Use of State Workers’ Compensation Fund to Pay MCOs’ Fees Unconstitutional

Use of State Workers’ Compensation Fund to Pay MCOs’ Fees Unconstitutional

Posted: March, 2000; Updated: July, 2001

Northwestern Ohio Building and Const. Trades Council v. Conrad (1/27/00), Franklin No. 98AP-1287.

NOTE: In July, 2001, the Ohio Supreme Court reversed this decision.

Issue: Is the MCO system constitutional?

Background: The Northwestern Ohio Building. and Construction Trades Council (NOB&CTC) filed a declaratory judgment suit claiming that R.C. 4121.44, 4121.441, 4121.442 and 4121.443 violate Art. II Section 35 of the Ohio Constitution.

NOB&CTC is an employer for purposes of workers’ compensation and pays premium to the state fund. Under rules issued by the BWC, each state fund employer must select an MCO or the BWC will appoint an MCO. The BWC pays a fee to the MCOs for medical management and administrative services. In addition, the MCO may be paid a performance incentive. The payments are made from employer premium payments.

The suit essentially challenged (1) the Health Partnership MCO process and (2) the use of premium contributions paid to the state insurance fund to pay fees to private managed care organizations.

Common Pleas granted summary judgment against NOB&CTC.

Decision: Court of Appeals affirms in part and reverses in part.

Saved entries:
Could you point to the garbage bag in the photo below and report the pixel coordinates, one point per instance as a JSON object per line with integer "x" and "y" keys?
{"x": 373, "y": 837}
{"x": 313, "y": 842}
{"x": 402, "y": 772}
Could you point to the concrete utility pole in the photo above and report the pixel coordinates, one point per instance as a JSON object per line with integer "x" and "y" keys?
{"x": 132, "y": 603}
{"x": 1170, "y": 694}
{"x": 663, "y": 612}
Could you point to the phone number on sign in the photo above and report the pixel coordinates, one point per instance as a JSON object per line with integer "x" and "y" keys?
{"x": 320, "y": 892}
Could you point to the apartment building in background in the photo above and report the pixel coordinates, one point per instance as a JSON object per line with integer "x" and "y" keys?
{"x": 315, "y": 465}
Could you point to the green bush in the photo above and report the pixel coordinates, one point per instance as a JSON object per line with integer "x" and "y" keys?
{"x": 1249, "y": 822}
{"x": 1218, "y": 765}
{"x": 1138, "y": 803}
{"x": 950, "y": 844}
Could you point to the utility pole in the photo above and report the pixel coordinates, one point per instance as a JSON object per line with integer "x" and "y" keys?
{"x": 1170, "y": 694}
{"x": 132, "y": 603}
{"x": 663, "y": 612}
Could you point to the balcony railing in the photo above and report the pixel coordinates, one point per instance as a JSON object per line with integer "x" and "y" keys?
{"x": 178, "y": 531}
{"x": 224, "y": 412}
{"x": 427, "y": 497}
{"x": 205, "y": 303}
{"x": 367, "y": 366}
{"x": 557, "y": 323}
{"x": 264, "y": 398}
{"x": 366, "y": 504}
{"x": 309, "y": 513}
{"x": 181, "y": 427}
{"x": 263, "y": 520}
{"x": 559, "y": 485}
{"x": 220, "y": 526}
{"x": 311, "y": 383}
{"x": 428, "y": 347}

▸ YOUR TASKS
[a] Say whether each statement agrees with the case summary on MCO fees above, answering yes or no and quoting the deciding words: (i) the Ohio Supreme Court reversed the decision in July 2001; (ii) Common Pleas granted summary judgment in favor of NOB&CTC; (iii) the fees paid to MCOs come from employer premium payments.
[b] Pick up the case summary on MCO fees after its final sentence and keep writing it.

▸ EXPECTED RESPONSES
[a]
(i) Yes: "In July, 2001, the Ohio Supreme Court reversed this decision."
(ii) No: "Common Pleas granted summary judgment against NOB&CTC."
(iii) Yes: "The payments are made from employer premium payments."

[b]
On the basis of the Ohio Supreme Court decision in State, ex rel. Haylett v. Ohio Bureau of Workers’ Comp. (1999), 87 Ohio St.3d 325, it determines that the MCO program does not improperly delegate to a private entity in violation of Art. II Section 35. The Court of Appeals affirms summary judgment on this issue.

However, the Court of Appeals reverses on the issue of the use of premiums to pay private entities.

In Corrugated Container v. Dickerson (1960), 17 Ohio St. 289, a challenge was made to transferring money from the state fund to the state general revenue fund to reimburse the state of Ohio for the Industrial Commission’s administrative costs. The Ohio Supreme Court ruled the state could not use money from the state fund to reimburse the state for administrative costs.

In the present case, MCOs are paid a set percentage of the employers’ state insurance fund premiums for administrative costs. The statutes do not authorize such use of the money from the state insurance fund.

The Court rules that payment of funds from the state insurance fund in the form of administrative fees and performance incentives violates Art. II, Section 35. The money can only be spent for purposes spelled out in Art. II, Section 35 (compensating injured workers and their dependents for injuries and illness arising out of their employment.)